▸ WHAT IS NEEDED: Extract the full text below on moving an auto-rollover IRA from Inspira Financial, reproducing it word for word.

▸ EXERCISE TEXT:
—————
Moving your auto-rollover IRA from Inspira Financial to another custodian is a trustee-to-trustee IRA transfer — not a rollover distribution — which means the 60-day window and the once-per-year indirect rollover rule do not apply.5

  1. Open a traditional IRA at your destination custodian (Fidelity, Vanguard, Schwab, or another) if you don't already have one. The account must be open before you can initiate the transfer. Most online IRA applications take 10–15 minutes and are approved same-day.
  2. Get FBO transfer instructions from the receiving custodian. The exact payee name the check or wire should be addressed to varies — for example, "Fidelity Management Trust Company FBO [Your Full Legal Name]" or "Charles Schwab & Co. Inc. FBO [Your Full Legal Name]." Your destination custodian will provide a letter of acceptance or wire instructions. Some custodians have a dedicated incoming transfer form.
  3. Contact Inspira Financial via the online portal at inspirafinancial.com, by calling 877.682.4727, or by emailing [email protected]. Request a direct trustee-to-trustee IRA transfer (do not request a distribution check payable to yourself — see the callout below). Provide:
    • Receiving custodian's name and mailing address
    • Your IRA account number at the receiving custodian
    • FBO payee instructions from the receiving custodian
    • Whether you want the full balance transferred or a partial amount
  4. Wait for processing. Inspira Financial will liquidate the default investment (if needed) and wire funds or mail an FBO check to the receiving custodian. Standard processing is 5–10 business days; paper FBO checks add 3–5 days for mailing and posting.
  5. Confirm receipt at the destination. Verify the incoming transfer appears in your new IRA within 15 business days. If it does not, contact both custodians to confirm wire instructions matched. Inspira Financial will have a wire confirmation number if funds were wired.
—————
▸ THE DATA:
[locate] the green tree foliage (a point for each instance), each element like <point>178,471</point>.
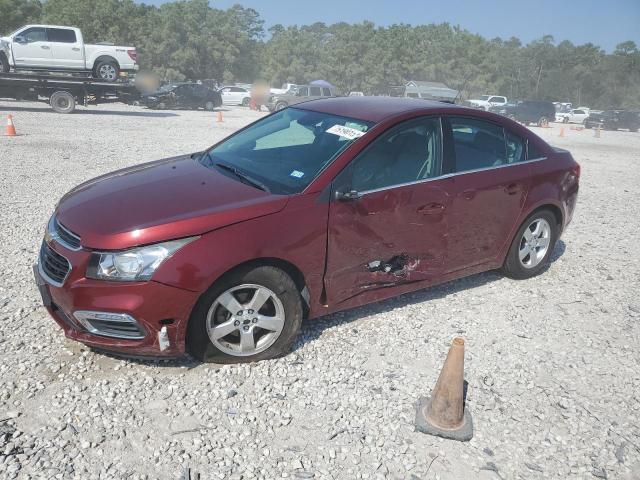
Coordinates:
<point>190,39</point>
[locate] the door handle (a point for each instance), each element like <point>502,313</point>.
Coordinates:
<point>512,188</point>
<point>469,194</point>
<point>431,208</point>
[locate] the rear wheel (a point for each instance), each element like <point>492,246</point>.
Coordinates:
<point>532,246</point>
<point>249,315</point>
<point>62,102</point>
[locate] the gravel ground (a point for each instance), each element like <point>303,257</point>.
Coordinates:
<point>552,363</point>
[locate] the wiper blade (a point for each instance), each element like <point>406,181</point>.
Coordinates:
<point>243,176</point>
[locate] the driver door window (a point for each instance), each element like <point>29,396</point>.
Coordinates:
<point>33,49</point>
<point>408,153</point>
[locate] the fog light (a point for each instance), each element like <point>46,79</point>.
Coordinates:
<point>108,324</point>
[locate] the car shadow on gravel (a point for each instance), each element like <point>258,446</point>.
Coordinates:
<point>312,329</point>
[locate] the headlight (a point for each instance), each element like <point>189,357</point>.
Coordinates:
<point>137,264</point>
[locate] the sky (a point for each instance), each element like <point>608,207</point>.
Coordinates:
<point>602,22</point>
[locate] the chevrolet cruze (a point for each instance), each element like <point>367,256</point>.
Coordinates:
<point>316,208</point>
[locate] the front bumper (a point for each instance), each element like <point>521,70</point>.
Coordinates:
<point>154,305</point>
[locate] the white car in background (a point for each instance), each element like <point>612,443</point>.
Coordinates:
<point>577,115</point>
<point>286,88</point>
<point>233,95</point>
<point>53,48</point>
<point>485,102</point>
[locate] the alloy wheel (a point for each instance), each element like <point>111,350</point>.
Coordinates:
<point>245,320</point>
<point>534,243</point>
<point>107,72</point>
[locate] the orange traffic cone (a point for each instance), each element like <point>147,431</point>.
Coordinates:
<point>11,129</point>
<point>444,414</point>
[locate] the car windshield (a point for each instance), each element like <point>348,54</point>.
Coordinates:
<point>285,151</point>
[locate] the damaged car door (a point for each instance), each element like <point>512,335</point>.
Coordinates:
<point>388,213</point>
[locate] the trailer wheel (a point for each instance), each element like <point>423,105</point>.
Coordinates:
<point>62,102</point>
<point>107,70</point>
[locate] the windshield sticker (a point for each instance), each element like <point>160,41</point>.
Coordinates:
<point>346,132</point>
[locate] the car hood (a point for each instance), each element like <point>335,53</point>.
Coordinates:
<point>167,199</point>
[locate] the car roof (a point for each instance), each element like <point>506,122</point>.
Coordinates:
<point>372,109</point>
—————
▸ EXERCISE OUTPUT:
Moving your auto-rollover IRA from Inspira Financial to another custodian is a trustee-to-trustee IRA transfer — not a rollover distribution — which means the 60-day window and the once-per-year indirect rollover rule do not apply.5

  1. Open a traditional IRA at your destination custodian (Fidelity, Vanguard, Schwab, or another) if you don't already have one. The account must be open before you can initiate the transfer. Most online IRA applications take 10–15 minutes and are approved same-day.
  2. Get FBO transfer instructions from the receiving custodian. The exact payee name the check or wire should be addressed to varies — for example, "Fidelity Management Trust Company FBO [Your Full Legal Name]" or "Charles Schwab & Co. Inc. FBO [Your Full Legal Name]." Your destination custodian will provide a letter of acceptance or wire instructions. Some custodians have a dedicated incoming transfer form.
  3. Contact Inspira Financial via the online portal at inspirafinancial.com, by calling 877.682.4727, or by emailing [email protected]. Request a direct trustee-to-trustee IRA transfer (do not request a distribution check payable to yourself — see the callout below). Provide:
    • Receiving custodian's name and mailing address
    • Your IRA account number at the receiving custodian
    • FBO payee instructions from the receiving custodian
    • Whether you want the full balance transferred or a partial amount
  4. Wait for processing. Inspira Financial will liquidate the default investment (if needed) and wire funds or mail an FBO check to the receiving custodian. Standard processing is 5–10 business days; paper FBO checks add 3–5 days for mailing and posting.
  5. Confirm receipt at the destination. Verify the incoming transfer appears in your new IRA within 15 business days. If it does not, contact both custodians to confirm wire instructions matched. Inspira Financial will have a wire confirmation number if funds were wired.